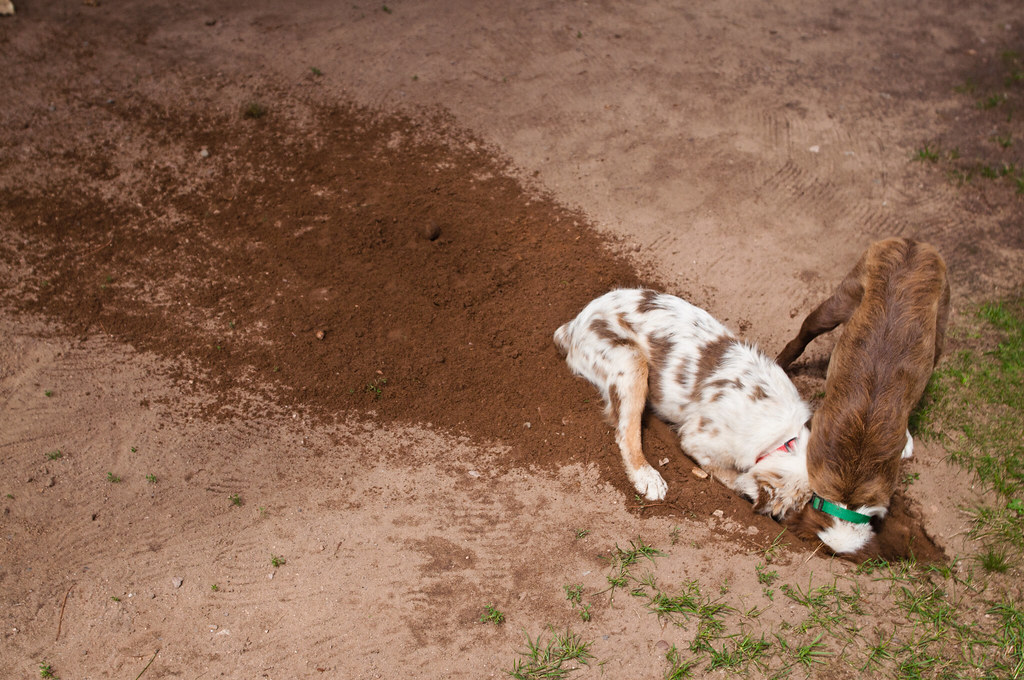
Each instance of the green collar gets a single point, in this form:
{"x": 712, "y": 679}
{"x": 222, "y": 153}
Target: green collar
{"x": 852, "y": 516}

= Written request =
Switch every "green collar" in the items to "red collar" and write the lines out again, changing nothing else and leaving out the pictures.

= Result of the exercise =
Each instance of the red collar gets a single point, in this form:
{"x": 712, "y": 679}
{"x": 222, "y": 153}
Target: red collar
{"x": 852, "y": 516}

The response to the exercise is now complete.